━━━ ОТРЫВОК ━━━
Валерий действительно был импозантен. Правда, потом он стал одеваться проще, но все равно выделялся. Было во всех «политических» что-то необычное и вызывающее. Академик Козырев и филолог Доватур брили головы. Политзак Темин и диссидент Ронкин, наоборот, имели взъерошенные шевелюры и носили бороды.
С Валерием Нагорным я был знаком довольно близко – не раз по работе пересекались – знал, что он проходил по политической статье. Но заводить разговоры об этом с ним не решался. А когда все же попробовал, ответ был уклончивым. Уже много позже когда мы сблизились до приятельских отношений, несколько раз был у него в гостях. На мое предложение написать воспоминания Валерий ответил отказом. Даже предложение помочь ему в этом, было отвергнуто:
– О чем писать-то? Ничего выдающегося я не совершил.
Уже в который раз убедился в том, что люди прошедшие тюрьмы и лагеря, скромны, порядочны и стараются не афишировать свои жизненные коллизии. Но кое-что я все же о нем узнал.
Получив высшее образование, Валерий работал инженером в Ленинградском институте точной механики и оптики. В 1967 году был арестован и осужден по 70 и 72 статьям УК РСФСР за участие во Всероссийском социал-христианском союзе освобождения народа.
Отсидел три года и после освобождения приехал в Волховстрой, где устроился там учеником сапожника. В том же 1970 году переехал в Великий Устюг, где уже работал инженером. Через год Валерий Нагорный приехал в Лугу. Два года работал в электросетях потом на заводе «Белкозин», где мы и встретились.
━━━ ВХОДНЫЕ ДАННЫЕ ━━━
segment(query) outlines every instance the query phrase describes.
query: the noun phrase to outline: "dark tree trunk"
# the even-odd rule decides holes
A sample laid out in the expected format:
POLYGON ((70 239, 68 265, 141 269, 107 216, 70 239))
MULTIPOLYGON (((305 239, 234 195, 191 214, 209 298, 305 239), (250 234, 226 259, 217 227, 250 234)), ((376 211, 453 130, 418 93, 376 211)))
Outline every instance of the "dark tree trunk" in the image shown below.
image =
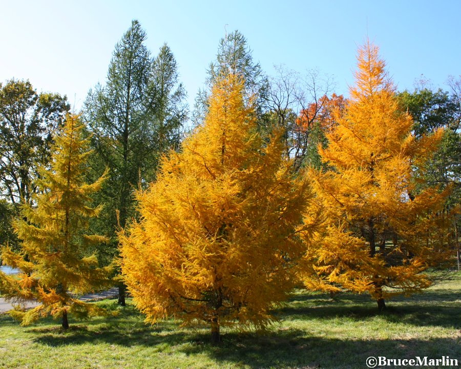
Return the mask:
POLYGON ((221 342, 221 337, 219 335, 219 322, 218 321, 218 317, 214 316, 212 319, 212 344, 216 346, 221 342))
MULTIPOLYGON (((375 276, 376 278, 378 276, 375 276)), ((383 287, 382 282, 377 281, 374 282, 374 292, 376 295, 376 302, 378 304, 378 310, 380 313, 384 311, 386 309, 386 302, 384 299, 383 298, 383 287)))
POLYGON ((376 254, 376 238, 374 233, 374 223, 371 218, 368 220, 368 237, 370 243, 370 256, 374 257, 376 254))
POLYGON ((385 251, 386 251, 386 238, 383 237, 380 243, 380 253, 384 254, 385 251))
POLYGON ((62 313, 62 329, 69 329, 69 320, 67 319, 67 310, 65 310, 62 313))
POLYGON ((118 304, 125 306, 127 303, 125 302, 125 291, 126 286, 123 282, 120 282, 118 284, 118 304))
POLYGON ((378 310, 380 311, 380 313, 386 310, 386 302, 384 301, 384 299, 382 297, 380 297, 376 299, 376 302, 378 302, 378 310))

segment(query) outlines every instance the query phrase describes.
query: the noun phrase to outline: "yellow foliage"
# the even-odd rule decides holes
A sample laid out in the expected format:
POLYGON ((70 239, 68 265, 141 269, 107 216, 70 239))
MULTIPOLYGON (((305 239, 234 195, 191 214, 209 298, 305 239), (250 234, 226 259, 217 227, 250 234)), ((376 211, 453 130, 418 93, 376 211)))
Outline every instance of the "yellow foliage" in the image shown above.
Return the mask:
POLYGON ((284 161, 281 132, 257 132, 243 83, 214 88, 202 126, 138 194, 142 218, 120 235, 125 282, 146 321, 173 316, 264 327, 294 284, 296 228, 310 195, 284 161))
POLYGON ((396 291, 427 287, 422 272, 446 260, 449 189, 417 190, 415 166, 435 152, 443 132, 415 139, 378 51, 368 41, 359 48, 351 98, 334 112, 328 147, 319 148, 333 170, 310 170, 317 197, 305 222, 318 222, 319 209, 325 213, 308 235, 312 266, 304 279, 311 289, 367 291, 382 308, 396 291))
POLYGON ((101 209, 89 206, 89 195, 100 188, 105 176, 91 184, 85 182, 90 152, 83 129, 78 116, 67 117, 55 137, 51 168, 41 168, 34 204, 25 205, 21 218, 14 222, 23 241, 21 252, 14 252, 8 246, 2 250, 4 264, 22 272, 17 277, 0 275, 3 296, 41 304, 26 312, 12 313, 23 325, 48 314, 66 315, 67 321, 68 312, 81 316, 100 310, 75 297, 106 286, 111 271, 99 268, 96 256, 88 255, 90 245, 106 241, 106 237, 85 232, 89 218, 101 209))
━━━
**ПОСТАВЛЕННАЯ ЗАДАЧА 1**
Выпишите без изменений строки записей, начиная с самой первой строки записей и заканчивая строкой, в которой есть «POLYGON ((378 310, 380», включая обе границы. Изображения в ответ не включайте.
**ПОСТАВЛЕННАЯ ЗАДАЧА 2**
Напишите продолжение текста о Валерии Нагорном, которое следует сразу за его последним предложением.

**ИТОГОВЫЙ РЕЗУЛЬТАТ 1**
segment(query) outlines every instance the query phrase describes.
query: the noun phrase to outline: "dark tree trunk"
# the even-odd rule decides holes
A sample laid out in the expected format:
POLYGON ((70 239, 68 265, 141 269, 107 216, 70 239))
MULTIPOLYGON (((305 239, 234 195, 191 214, 209 298, 305 239), (250 234, 226 259, 217 227, 250 234)), ((376 211, 453 130, 418 93, 376 211)))
Outline every instance of the "dark tree trunk" in the image shown below.
image =
Return the mask:
POLYGON ((221 342, 221 337, 219 335, 219 322, 218 321, 218 317, 214 316, 212 319, 212 344, 216 346, 221 342))
MULTIPOLYGON (((375 276, 376 278, 378 276, 375 276)), ((383 287, 382 282, 377 281, 374 282, 374 292, 376 295, 376 302, 378 304, 378 310, 380 313, 384 311, 386 309, 386 302, 384 299, 383 298, 383 287)))
POLYGON ((376 254, 376 238, 374 233, 374 223, 371 218, 368 220, 368 237, 370 243, 370 256, 374 257, 376 254))
POLYGON ((385 251, 386 251, 386 238, 383 237, 380 243, 380 253, 384 254, 385 251))
POLYGON ((62 313, 62 329, 69 329, 69 320, 67 319, 67 310, 65 310, 62 313))
POLYGON ((118 304, 125 306, 127 303, 125 302, 125 291, 126 286, 123 282, 120 282, 118 284, 118 304))
POLYGON ((378 310, 380 311, 380 313, 386 310, 386 302, 384 301, 384 299, 382 297, 380 297, 376 299, 376 302, 378 302, 378 310))

**ИТОГОВЫЙ РЕЗУЛЬТАТ 2**
Перед тем как писать о нем, я говорил с его женой. К сожалению, она была против освещения некоторых известных мне моментов его личной жизни (она сбежала с ним из родительского дома через окно). Ну что ж, придется без перепетий личной жизни обойтись ограничиться небольшим кусочком воспоминаний его соратника писателя Леонида Бородина.
Встреча после ссылок и лагерей в 1977 году. Крайний слева Леонид Бородин, третий – Валерий Нагорный.
«Кажется, в июне шестьдесят восьмого моим соседом по стенке оказался Валерий Нагорный.
Самый молодой из нашей организации, инженер-физик из первого выпуска по программе квантовой радиоэлектроники, сын полковника СА, когда-то командовавшего гарнизоном Будапешта и выводившего советские войска из восставшего города в пятьдесят шестом.
Валерий Нагорный имел блестящие перспективы для карьеры… Впрочем, как и большинство членов организации, что было особой загадкой для следователей.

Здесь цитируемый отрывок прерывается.